Before we zip off to Clara’s first (second? third? bajillionth?) time and space adventure, the Doctor proves his devotion to Clara’s mystery by shadowing her timeline. First he stalks her parents’ first encounter (ah, there’s the leaf from Clara’s book, helping to engineer a meet-cute!) and spying when Clara’s future dad confesses his love by showing he saved that auspicious leaf. Hey, that’s probably the night of Clara’s conception. Didn’t think the weird factor of this could be upped any further, did you? You’re welcome!
After glimpses of Clara being raised from babyhood, the Doctor lurks at a playground so he can finally meet young (six-ish?) Clara. Haha at his dorky fighting stance when her ball hits him!
Gosh, Eleven’s Peter Pan-ish qualities aside, I’m kinda done with the Doctor meeting his companions as little girls. Oh, and he spies on sixteen-ish Clara with her dad, crying at the gravesite of her recently-departed mum. It’s all very thorough. And touching. If by touching you mean creepy.

.....

Written problem 1
In the collection entries, switch "each instance" to "every instance" in the rows running from the line holding "point: standing person" through the end of the rows, both ends included. Leave everything else unchanged and give back only those lines.
The rows below have no connection to the passage about the Doctor and Clara.

(Collection entries)
.....

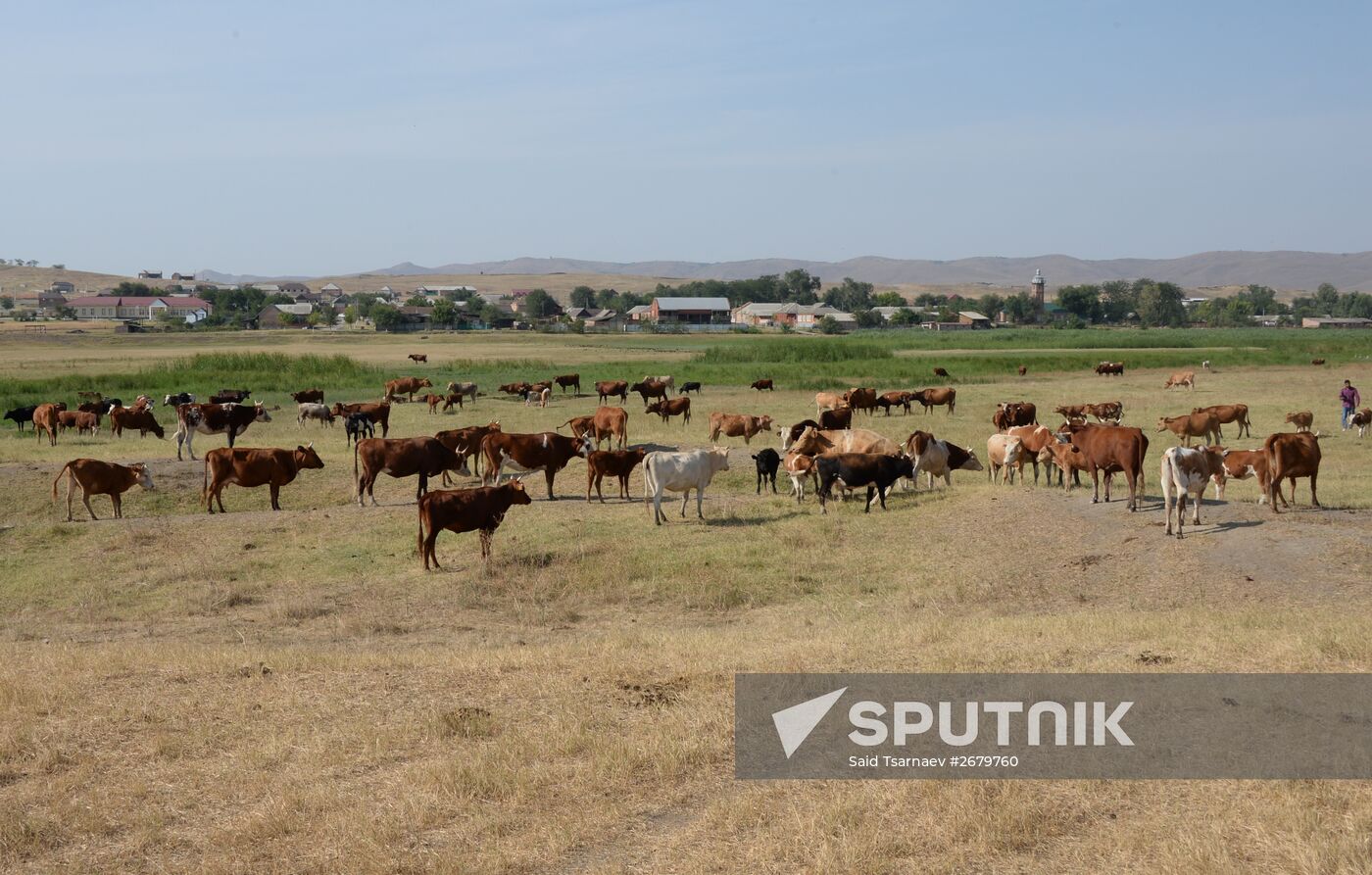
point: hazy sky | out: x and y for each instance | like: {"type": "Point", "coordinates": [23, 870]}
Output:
{"type": "Point", "coordinates": [298, 137]}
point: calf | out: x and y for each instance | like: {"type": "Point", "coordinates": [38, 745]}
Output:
{"type": "Point", "coordinates": [767, 462]}
{"type": "Point", "coordinates": [466, 510]}
{"type": "Point", "coordinates": [1184, 473]}
{"type": "Point", "coordinates": [251, 467]}
{"type": "Point", "coordinates": [99, 477]}
{"type": "Point", "coordinates": [617, 463]}
{"type": "Point", "coordinates": [874, 470]}
{"type": "Point", "coordinates": [681, 472]}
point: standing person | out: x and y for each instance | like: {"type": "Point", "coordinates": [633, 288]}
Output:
{"type": "Point", "coordinates": [1350, 400]}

.....

Written problem 2
Retype the entire passage about the Doctor and Clara word for word.

Expected output 1
point: standing person | out: x and y for every instance | like: {"type": "Point", "coordinates": [633, 288]}
Output:
{"type": "Point", "coordinates": [1350, 400]}

Expected output 2
Before we zip off to Clara’s first (second? third? bajillionth?) time and space adventure, the Doctor proves his devotion to Clara’s mystery by shadowing her timeline. First he stalks her parents’ first encounter (ah, there’s the leaf from Clara’s book, helping to engineer a meet-cute!) and spying when Clara’s future dad confesses his love by showing he saved that auspicious leaf. Hey, that’s probably the night of Clara’s conception. Didn’t think the weird factor of this could be upped any further, did you? You’re welcome!
After glimpses of Clara being raised from babyhood, the Doctor lurks at a playground so he can finally meet young (six-ish?) Clara. Haha at his dorky fighting stance when her ball hits him!
Gosh, Eleven’s Peter Pan-ish qualities aside, I’m kinda done with the Doctor meeting his companions as little girls. Oh, and he spies on sixteen-ish Clara with her dad, crying at the gravesite of her recently-departed mum. It’s all very thorough. And touching. If by touching you mean creepy.